Exercise:
Copy the lines below verbatim, starting at the line that contains "BATCH JOB #2094 — Class: concrete utility" and ending at the final line.

Information shown:
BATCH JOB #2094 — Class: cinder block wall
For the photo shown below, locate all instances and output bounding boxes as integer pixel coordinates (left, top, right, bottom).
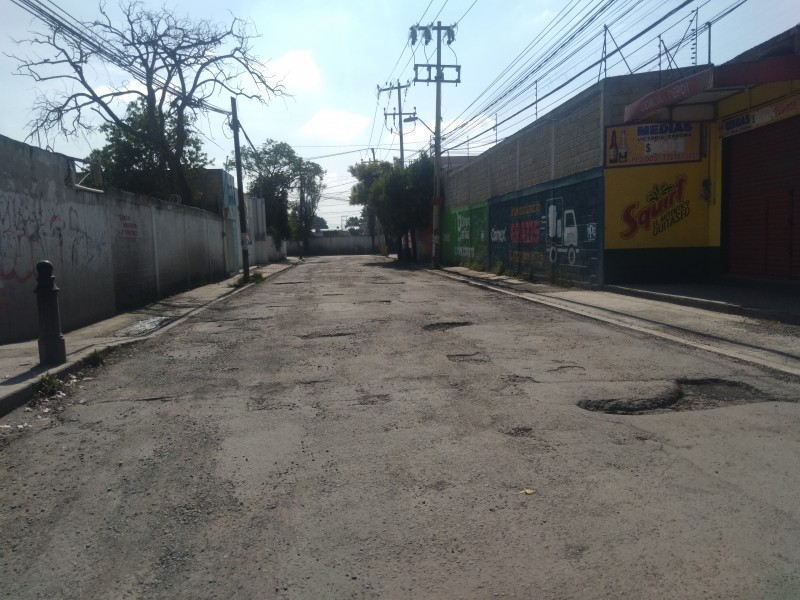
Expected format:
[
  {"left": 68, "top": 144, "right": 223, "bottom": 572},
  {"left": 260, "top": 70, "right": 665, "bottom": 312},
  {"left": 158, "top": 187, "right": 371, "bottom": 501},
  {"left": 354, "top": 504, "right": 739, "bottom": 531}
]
[
  {"left": 444, "top": 66, "right": 707, "bottom": 209},
  {"left": 444, "top": 85, "right": 602, "bottom": 208}
]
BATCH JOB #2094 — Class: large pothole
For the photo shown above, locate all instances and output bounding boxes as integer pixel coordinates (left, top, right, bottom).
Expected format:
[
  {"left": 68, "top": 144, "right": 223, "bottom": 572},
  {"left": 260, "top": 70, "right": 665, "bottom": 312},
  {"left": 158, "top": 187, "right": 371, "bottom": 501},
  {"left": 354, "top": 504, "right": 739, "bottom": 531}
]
[
  {"left": 578, "top": 379, "right": 773, "bottom": 415},
  {"left": 422, "top": 321, "right": 472, "bottom": 331}
]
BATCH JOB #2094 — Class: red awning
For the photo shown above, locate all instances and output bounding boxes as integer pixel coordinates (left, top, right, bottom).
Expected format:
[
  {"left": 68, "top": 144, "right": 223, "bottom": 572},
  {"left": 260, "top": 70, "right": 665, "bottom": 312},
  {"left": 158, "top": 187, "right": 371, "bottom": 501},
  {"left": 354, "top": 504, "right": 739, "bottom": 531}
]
[{"left": 625, "top": 54, "right": 800, "bottom": 123}]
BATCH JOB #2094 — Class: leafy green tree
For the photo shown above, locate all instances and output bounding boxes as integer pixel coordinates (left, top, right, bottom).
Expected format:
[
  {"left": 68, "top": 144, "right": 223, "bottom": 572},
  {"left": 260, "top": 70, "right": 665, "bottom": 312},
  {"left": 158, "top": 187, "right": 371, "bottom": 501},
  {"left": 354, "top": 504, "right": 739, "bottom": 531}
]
[
  {"left": 89, "top": 99, "right": 209, "bottom": 198},
  {"left": 12, "top": 0, "right": 282, "bottom": 204},
  {"left": 350, "top": 154, "right": 433, "bottom": 255},
  {"left": 347, "top": 162, "right": 392, "bottom": 252},
  {"left": 292, "top": 158, "right": 325, "bottom": 252},
  {"left": 231, "top": 140, "right": 300, "bottom": 247}
]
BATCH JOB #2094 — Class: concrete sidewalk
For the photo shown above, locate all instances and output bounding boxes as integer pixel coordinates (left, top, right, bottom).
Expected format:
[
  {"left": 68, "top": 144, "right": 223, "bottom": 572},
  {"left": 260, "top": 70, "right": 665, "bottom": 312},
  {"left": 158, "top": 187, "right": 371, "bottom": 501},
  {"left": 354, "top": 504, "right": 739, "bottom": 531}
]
[
  {"left": 0, "top": 259, "right": 800, "bottom": 415},
  {"left": 0, "top": 258, "right": 299, "bottom": 416},
  {"left": 442, "top": 267, "right": 800, "bottom": 325}
]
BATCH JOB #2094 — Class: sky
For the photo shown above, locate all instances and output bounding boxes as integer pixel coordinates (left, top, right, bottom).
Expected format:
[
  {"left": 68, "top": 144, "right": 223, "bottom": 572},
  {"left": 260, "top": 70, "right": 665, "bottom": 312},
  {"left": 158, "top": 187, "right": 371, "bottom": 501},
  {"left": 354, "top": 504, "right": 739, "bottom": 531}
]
[{"left": 0, "top": 0, "right": 800, "bottom": 228}]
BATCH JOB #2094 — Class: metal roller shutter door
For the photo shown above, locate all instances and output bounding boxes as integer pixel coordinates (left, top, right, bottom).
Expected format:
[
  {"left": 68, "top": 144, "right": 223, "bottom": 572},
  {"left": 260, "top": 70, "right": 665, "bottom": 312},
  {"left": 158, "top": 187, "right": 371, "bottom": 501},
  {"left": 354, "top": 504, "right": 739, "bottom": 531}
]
[{"left": 726, "top": 117, "right": 800, "bottom": 279}]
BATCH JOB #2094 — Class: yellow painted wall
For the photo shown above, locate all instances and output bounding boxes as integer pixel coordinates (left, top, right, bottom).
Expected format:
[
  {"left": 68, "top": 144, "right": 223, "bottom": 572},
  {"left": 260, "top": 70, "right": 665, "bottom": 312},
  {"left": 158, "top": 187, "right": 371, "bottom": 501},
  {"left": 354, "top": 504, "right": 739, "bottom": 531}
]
[{"left": 605, "top": 160, "right": 711, "bottom": 250}]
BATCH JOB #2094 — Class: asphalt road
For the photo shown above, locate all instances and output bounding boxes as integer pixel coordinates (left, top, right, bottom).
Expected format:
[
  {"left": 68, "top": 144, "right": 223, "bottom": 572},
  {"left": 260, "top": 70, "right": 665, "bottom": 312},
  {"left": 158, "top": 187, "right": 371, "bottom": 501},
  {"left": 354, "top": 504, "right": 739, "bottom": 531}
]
[{"left": 0, "top": 257, "right": 800, "bottom": 599}]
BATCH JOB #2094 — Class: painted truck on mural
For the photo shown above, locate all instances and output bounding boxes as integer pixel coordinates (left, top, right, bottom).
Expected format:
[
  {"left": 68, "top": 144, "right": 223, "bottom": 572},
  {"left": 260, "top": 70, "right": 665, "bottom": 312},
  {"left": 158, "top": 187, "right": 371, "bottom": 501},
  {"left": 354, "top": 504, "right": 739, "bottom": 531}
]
[{"left": 543, "top": 198, "right": 580, "bottom": 265}]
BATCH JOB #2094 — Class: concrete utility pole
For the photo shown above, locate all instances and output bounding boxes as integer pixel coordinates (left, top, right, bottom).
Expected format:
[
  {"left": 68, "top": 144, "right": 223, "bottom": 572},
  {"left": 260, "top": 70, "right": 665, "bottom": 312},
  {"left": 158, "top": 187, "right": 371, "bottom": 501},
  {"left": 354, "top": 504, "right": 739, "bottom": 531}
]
[
  {"left": 231, "top": 96, "right": 250, "bottom": 282},
  {"left": 411, "top": 21, "right": 461, "bottom": 267},
  {"left": 378, "top": 80, "right": 411, "bottom": 166}
]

Full answer:
BATCH JOB #2094 — Class: concrete utility pole
For the photo shown above, locate all instances and output bounding boxes as integer pixel coordinates (left, top, right, bottom).
Expected format:
[
  {"left": 68, "top": 144, "right": 223, "bottom": 572},
  {"left": 260, "top": 70, "right": 665, "bottom": 312},
  {"left": 158, "top": 187, "right": 371, "bottom": 501},
  {"left": 354, "top": 504, "right": 739, "bottom": 531}
]
[
  {"left": 231, "top": 96, "right": 250, "bottom": 282},
  {"left": 411, "top": 21, "right": 461, "bottom": 267},
  {"left": 378, "top": 80, "right": 411, "bottom": 166}
]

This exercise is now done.